• [What you should do]
Could you transcribe the passage on Data Governance coaching word for word, beginning at "All sessions are" and stopping after "value becomes clear."?

— Begin Text section —

Unfortunately, Data Governance coaching isn’t free. In fact, it might seem quite the opposite… until you look at what you’re really getting.

Because what feels “expensive” at first glance often turns out to be great value when you look at the outcome. Cheap services tend to cost you more in the long run, wasting your time and your budget. Data Governance Coaching is different.

Rather than thinking of it as paying for theory, it’s more like investing in tailored, hands-on support that helps you turn good intentions into real results. And that’s where the value lies.

Let me explain…

You’re not just paying for time. You’re investing in experience.

When you work with an experienced coach, you’re not just paying for the hour in front of you. You’re gaining access to years of hard-earned knowledge.

In my case, that’s over two decades of helping teams just like yours implement Data Governance that works. I’ve made the mistakes, learnt the lessons, and developed practical ways to help others move faster and with more confidence.

That’s why the support I give is never generic. Every person I coach gets tailored guidance that fits their exact situation. And that’s why the results stick – because they’re designed around you.

You can choose between two flexible coaching packages depending on how much support you need:

  1. Coaching: Six one-hour calls over six months.

  2. Coaching Plus (most popular): Ten one-hour calls with even more flexibility over six months.

All sessions are recorded so you can revisit them whenever needed, and you’re welcome to bring team members along.

And it’s not just calls: you can use your sessions however helps you most. That might mean having me join an internal meeting, review a document, speak directly with stakeholders, or help you implement your framework step-by-step.

What are you actually getting for the fee?

It’s easy to look at coaching and ask: “Is this really worth the money?” But when you consider what it helps you avoid, the value becomes clear.

Here are four reasons my clients say the investment is more than worth it:

1. I understand where you’re coming from. I’ve been there.

There’s no shortage of frameworks and theories out there. But how do you take those and make them work for your organisation? That’s the hard part.

Many of the people I work with are struggling to turn theoretical knowledge into real, practical action. They feel stuck, especially when trying to win over senior stakeholders. I’ve been there myself. And I know how overwhelming it can feel when you’re expected to deliver results without enough clarity or support.

Coaching means you don’t have to go it alone. I’ll help you translate ideas into language that resonates in your business, so you can build support and avoid the risk of your initiative fizzling out.

2. Practical solutions to your real-world problems.

This isn’t a course where you sit and listen. My coaching is designed around you. You’ll bring specific challenges to the table and we’ll work through them together.

Whether it’s about building a framework, presenting to the board, or dealing with resistance, you’ll get answers to your questions, reassurance when you need it, and advice that fits your organisation – not just best practice on paper.

Plus, you’ll get a detailed Data Governance Checklist as part of your package. It’s a practical tool that helps you track what you’ve covered and what you still need to implement – perfect for staying organised and focused.

3. You’ll build confidence – and that changes everything.

Many clients come to me unsure if they’re doing the right thing. They hope their approach makes sense but they’re not sure how to explain it to others, or how to know when they’re on the right track. That’s where coaching changes everything.

We work together to build your understanding and your confidence, so you can speak to stakeholders with clarity and direction.

— End Text section —
— Begin Extracted entries —

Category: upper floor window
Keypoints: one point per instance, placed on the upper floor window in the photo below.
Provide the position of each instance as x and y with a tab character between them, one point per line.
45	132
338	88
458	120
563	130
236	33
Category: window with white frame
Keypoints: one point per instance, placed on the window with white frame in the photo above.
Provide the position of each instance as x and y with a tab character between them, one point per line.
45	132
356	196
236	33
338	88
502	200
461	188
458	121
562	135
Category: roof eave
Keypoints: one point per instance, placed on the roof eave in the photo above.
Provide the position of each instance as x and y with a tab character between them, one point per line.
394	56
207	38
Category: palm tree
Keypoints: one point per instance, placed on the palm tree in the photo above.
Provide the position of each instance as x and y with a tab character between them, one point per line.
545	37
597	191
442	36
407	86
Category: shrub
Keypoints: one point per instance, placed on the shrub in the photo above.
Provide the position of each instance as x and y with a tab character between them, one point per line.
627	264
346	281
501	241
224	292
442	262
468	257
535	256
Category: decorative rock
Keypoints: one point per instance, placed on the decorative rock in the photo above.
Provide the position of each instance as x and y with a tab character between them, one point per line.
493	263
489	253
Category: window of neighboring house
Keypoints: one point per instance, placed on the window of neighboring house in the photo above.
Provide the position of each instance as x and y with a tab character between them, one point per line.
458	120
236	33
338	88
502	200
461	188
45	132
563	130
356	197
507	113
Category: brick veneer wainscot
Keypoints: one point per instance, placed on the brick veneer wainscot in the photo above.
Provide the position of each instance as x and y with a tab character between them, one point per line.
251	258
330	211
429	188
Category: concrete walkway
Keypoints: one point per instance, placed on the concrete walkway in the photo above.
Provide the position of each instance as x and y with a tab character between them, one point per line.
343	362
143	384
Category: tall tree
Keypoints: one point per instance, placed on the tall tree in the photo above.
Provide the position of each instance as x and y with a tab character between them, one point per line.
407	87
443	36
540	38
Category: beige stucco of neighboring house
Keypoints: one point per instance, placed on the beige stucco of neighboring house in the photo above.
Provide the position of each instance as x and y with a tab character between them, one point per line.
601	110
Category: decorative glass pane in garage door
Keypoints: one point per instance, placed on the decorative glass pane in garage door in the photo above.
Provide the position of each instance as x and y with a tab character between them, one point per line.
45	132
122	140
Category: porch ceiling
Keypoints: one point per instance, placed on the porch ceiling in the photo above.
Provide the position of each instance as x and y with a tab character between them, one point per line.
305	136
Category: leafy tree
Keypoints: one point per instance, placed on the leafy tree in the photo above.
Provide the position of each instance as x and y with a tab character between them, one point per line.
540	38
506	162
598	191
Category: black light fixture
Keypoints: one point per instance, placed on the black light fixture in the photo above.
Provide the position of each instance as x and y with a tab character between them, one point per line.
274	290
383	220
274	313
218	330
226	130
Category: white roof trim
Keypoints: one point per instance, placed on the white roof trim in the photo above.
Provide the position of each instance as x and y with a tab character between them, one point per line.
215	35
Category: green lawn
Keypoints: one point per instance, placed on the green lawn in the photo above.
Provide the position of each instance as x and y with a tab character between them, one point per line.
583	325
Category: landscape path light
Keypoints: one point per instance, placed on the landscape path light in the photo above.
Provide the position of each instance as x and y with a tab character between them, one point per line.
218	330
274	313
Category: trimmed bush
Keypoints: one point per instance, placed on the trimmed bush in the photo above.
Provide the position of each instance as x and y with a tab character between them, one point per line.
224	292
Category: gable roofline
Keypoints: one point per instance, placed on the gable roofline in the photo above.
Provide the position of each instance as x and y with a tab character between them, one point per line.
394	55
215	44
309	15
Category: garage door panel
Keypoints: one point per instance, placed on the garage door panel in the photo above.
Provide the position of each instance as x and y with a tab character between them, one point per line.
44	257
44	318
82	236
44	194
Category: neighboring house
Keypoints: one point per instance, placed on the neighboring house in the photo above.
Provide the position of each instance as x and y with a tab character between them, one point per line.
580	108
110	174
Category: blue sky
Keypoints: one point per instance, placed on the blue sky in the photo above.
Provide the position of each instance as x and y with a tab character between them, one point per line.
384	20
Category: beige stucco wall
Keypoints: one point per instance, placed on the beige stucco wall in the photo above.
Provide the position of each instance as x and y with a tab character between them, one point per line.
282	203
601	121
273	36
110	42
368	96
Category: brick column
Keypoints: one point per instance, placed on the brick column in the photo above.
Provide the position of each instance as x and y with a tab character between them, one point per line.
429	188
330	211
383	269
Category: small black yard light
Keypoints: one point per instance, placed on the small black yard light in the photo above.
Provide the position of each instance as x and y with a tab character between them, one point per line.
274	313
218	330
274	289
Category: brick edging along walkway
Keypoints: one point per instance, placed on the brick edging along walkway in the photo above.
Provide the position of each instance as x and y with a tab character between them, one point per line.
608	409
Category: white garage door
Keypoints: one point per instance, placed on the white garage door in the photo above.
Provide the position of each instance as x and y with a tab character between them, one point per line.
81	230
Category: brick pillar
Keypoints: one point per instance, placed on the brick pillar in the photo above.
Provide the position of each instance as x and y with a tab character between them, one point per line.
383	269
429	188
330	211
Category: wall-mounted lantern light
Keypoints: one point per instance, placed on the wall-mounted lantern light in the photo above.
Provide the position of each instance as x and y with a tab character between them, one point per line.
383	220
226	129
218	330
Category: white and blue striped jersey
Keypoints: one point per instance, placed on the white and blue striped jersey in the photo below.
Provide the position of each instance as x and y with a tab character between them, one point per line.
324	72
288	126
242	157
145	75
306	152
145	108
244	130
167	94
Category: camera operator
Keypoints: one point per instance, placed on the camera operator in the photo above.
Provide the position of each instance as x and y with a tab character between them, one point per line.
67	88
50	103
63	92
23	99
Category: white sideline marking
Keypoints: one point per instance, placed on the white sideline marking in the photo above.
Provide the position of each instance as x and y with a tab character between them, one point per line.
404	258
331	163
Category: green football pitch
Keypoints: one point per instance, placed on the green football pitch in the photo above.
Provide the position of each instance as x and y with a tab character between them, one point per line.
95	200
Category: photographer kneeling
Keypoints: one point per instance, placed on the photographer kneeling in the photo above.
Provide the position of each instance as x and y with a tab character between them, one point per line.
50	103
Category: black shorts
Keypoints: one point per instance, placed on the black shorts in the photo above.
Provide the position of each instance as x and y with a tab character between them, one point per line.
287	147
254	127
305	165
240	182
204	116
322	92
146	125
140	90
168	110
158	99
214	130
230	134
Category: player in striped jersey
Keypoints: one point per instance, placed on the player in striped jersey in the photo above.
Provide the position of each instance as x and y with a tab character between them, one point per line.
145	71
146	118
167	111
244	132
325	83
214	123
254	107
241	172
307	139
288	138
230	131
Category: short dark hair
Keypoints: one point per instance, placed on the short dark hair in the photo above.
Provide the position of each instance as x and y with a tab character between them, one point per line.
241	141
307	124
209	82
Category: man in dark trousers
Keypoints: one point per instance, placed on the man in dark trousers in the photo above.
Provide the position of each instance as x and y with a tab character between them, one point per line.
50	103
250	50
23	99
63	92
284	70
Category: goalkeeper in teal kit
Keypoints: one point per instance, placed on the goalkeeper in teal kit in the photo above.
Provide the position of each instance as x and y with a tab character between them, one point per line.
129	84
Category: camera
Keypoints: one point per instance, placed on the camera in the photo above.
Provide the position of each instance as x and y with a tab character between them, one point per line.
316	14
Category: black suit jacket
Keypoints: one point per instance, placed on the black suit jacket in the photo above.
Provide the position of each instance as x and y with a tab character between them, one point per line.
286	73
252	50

— End Extracted entries —

• [Solved exercise]
All sessions are recorded so you can revisit them whenever needed, and you’re welcome to bring team members along.

And it’s not just calls: you can use your sessions however helps you most. That might mean having me join an internal meeting, review a document, speak directly with stakeholders, or help you implement your framework step-by-step.

What are you actually getting for the fee?

It’s easy to look at coaching and ask: “Is this really worth the money?” But when you consider what it helps you avoid, the value becomes clear.